**DÉFI A**. Recopiez les enregistrements depuis leur début jusqu'à la ligne contenant "<point>384,231</point>" incluse, en remplaçant "blonde" par "brown" et sans rien modifier d'autre.

★ ★ ★ ★ ★

Vous avez réalisé une très bonne préparation estivale en enchaînant les victoires, et le début de championnat est plutôt honorable pour un promu avec une 9ème place actuelle. Comment jugez-vous votre début de saison ?
Cohérent mais un peu frustrant. Mais j’ai pour habitude de dire qu’il faut savoir d’où on vient et toujours regarder où on va du coup. A ce moment-là on se dit que c’est cohérent parce qu’il y a de nombreux matchs, et notamment le dernier encore à Avranches (défaite 3-1), qui est quand même une très belle équipe de ce championnat. Depuis le début on a fait quatre déplacements en six matchs donc naturellement que pour nous les pieds ont tout de suite été mis dans le plat. Donc il a fallu montrer du caractère et aussi de la maîtrise. Je trouve que mes joueurs ont répondu jusqu’à maintenant. Mais il reste énormément de matchs derrière. C’est un bon début comme vous dites, mais ce n’est pas suffisant parce que je pense qu’on avait de la place pour encore faire mieux. Ces matchs-là, avec le travail, avec l’expérience qu’on va construire, j’espère que ce sont des matchs qui vont se transformer en points pour la suite.
Vous allez affronter les Girondins de Bordeaux, une émotion particulière quand c’est la première fois ?
C’est l’une des meilleures équipes en ce moment des trois poules de National 2 (rires). C’est une émotion particulière pour moi, déjà du fait de jouer ici à René Gaillard, où j’ai tout construit, ma vie professionnelle, de sportif, etc… C’est une émotion particulière parce que normalement on n’a pas envie de rencontrer les Girondins de Bordeaux en National 2, ce n’est pas leur place. Donc c’est une émotion particulière, à la fois comme l’émotion que j’ai eu pour les Chamois Niortais à la disparition du club, et de voir les Girondins en National 2. La place des Girondins n’est pas en National 2 donc naturellement je leur souhaite le meilleur. Mais c’est une émotion particulière parce que ça montre bien la difficulté qu’on a aujourd’hui dans le football de haut niveau, avec les dirigeants. Niort en a fait les frais, aujourd’hui ce sont les Girondins, c’est difficile également. Donc c’est une émotion particulière parce qu’on joue un grand club, un grand club en National 2. C’est contradictoire pour moi.
Est-ce qu’il va falloir aussi conditionner vos joueurs pour ce genre de rencontre ?

★ ★ ★ ★ ★

**DÉFI B**. Rédigez la suite de l'entretien avec l'entraîneur, en partant de sa dernière phrase.

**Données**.

★ ★ ★ ★ ★

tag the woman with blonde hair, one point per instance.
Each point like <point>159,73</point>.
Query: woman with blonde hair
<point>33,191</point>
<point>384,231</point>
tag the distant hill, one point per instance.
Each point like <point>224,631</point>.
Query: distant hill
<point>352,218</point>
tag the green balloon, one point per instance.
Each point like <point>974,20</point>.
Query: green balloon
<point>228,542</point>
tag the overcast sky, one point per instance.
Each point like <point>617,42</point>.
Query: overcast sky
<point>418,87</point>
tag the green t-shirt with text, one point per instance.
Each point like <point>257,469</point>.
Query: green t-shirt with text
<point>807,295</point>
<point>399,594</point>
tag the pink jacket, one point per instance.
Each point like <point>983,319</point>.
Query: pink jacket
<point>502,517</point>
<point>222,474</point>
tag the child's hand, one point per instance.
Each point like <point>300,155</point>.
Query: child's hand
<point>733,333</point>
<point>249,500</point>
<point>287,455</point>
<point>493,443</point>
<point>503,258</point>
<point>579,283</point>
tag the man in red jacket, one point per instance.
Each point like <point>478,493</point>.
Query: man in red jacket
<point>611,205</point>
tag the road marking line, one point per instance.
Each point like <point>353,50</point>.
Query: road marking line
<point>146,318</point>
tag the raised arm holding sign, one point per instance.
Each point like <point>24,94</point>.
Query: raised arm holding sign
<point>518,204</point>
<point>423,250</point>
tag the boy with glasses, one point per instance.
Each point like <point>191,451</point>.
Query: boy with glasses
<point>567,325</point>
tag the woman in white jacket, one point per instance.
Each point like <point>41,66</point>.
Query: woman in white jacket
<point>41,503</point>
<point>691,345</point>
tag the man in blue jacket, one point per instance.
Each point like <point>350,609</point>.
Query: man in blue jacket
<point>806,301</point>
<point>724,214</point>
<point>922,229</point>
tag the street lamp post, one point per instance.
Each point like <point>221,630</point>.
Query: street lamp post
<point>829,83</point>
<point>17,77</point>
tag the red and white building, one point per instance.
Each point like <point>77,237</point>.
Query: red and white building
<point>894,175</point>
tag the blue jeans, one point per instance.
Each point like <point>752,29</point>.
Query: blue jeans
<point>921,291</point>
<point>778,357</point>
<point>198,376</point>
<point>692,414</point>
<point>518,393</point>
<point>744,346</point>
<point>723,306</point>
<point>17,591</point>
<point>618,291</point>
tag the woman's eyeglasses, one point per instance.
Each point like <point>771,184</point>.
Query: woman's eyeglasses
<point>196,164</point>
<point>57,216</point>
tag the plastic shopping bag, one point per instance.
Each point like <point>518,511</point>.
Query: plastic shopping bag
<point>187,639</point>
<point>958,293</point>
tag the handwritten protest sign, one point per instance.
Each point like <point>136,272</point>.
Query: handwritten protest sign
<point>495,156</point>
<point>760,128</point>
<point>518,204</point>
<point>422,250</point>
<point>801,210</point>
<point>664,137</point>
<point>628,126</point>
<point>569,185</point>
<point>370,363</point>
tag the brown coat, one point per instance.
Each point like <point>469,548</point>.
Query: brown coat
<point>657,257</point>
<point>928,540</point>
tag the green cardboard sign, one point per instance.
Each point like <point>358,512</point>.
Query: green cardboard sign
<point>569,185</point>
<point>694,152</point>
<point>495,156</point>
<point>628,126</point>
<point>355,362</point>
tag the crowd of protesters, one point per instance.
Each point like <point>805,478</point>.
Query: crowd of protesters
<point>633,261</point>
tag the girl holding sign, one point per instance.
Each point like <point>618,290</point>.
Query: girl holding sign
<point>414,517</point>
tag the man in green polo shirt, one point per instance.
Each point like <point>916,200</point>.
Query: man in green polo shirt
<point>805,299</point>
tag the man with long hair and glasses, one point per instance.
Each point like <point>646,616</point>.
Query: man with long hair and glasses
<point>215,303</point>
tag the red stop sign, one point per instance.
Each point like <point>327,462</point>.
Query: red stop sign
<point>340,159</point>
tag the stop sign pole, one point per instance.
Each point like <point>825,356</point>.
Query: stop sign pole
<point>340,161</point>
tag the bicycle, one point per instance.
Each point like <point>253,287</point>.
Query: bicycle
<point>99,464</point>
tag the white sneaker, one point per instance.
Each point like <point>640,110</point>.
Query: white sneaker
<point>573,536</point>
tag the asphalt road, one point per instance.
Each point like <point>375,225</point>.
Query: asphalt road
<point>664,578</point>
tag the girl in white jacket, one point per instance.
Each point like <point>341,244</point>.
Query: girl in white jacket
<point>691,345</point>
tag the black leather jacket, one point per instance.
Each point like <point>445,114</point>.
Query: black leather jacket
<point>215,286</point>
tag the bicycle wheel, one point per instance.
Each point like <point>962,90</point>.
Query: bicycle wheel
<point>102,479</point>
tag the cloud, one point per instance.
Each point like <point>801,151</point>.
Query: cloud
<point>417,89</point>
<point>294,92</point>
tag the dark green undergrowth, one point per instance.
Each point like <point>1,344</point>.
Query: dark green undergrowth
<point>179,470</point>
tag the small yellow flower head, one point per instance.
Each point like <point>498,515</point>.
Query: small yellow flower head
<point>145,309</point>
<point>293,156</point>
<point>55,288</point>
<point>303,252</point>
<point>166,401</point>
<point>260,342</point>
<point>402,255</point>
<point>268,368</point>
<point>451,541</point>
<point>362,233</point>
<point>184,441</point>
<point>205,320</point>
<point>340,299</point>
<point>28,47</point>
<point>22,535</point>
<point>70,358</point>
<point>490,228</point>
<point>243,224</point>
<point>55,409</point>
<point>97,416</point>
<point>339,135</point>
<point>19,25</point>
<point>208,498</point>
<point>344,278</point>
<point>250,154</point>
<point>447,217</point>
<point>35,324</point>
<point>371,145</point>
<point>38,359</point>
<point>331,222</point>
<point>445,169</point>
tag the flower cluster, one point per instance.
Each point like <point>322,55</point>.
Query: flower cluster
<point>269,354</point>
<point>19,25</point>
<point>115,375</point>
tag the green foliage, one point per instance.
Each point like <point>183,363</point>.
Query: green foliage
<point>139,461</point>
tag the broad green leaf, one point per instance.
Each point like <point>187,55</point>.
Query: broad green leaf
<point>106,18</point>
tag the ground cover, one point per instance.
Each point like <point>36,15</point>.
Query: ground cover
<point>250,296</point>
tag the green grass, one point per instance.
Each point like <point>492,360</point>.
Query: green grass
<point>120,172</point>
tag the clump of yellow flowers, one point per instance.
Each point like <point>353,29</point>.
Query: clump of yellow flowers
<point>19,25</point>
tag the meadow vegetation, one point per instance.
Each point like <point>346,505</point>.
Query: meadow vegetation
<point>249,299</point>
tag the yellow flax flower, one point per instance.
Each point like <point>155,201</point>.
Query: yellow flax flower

★ ★ ★ ★ ★

**RÉPONSE A**.
tag the woman with brown hair, one point per instance.
Each point like <point>159,73</point>.
Query: woman with brown hair
<point>33,191</point>
<point>384,231</point>

**RÉPONSE B**.
Je pense que tous les joueurs qui vont affronter les Girondins de Bordeaux cette année, ont dans leur tête une projection particulière. Pour chaque coach avec son équipe, c’est une projection particulière parce que c’est une équipe et un club particulier. C’est une équipe emblématique donc naturellement que l’approche est différente. Mon discours avec les joueurs va aussi être, non seulement différent, mais à la fois commun. C’est-à-dire que c’est un match parmi tant d’autres qu’il va falloir bien sûr aborder de la meilleure des façons sur un match type gala, avec des milliers de personnes au Stade René Gaillard. Ensuite, la Terre ne s’arrête pas de tourner donc il faut aussi se projeter sur le match qui suit à Châteaubriant (sourire), et la vingtaine de matchs qu’il y aura derrière encore. Donc naturellement que c’est un match à prendre comme les autres, avec un parfum particulier, comme une Coupe de France quand vous avez une grosse équipe face à vous, avec une histoire, un emblème. C’est motivant pour eux, pour nous et pour les niortais. Cette soirée, c’est un rendez-vous qu’on construit depuis quelques semaines. En montant en National 2, on savait qu’en jouant Lorient, les Girondins de Bordeaux, Les Herbiers, Angoulême, ce sont des équipes emblématiques de National 2 et de National. Donc ça a une saveur particulière pour nous les grosses affiches.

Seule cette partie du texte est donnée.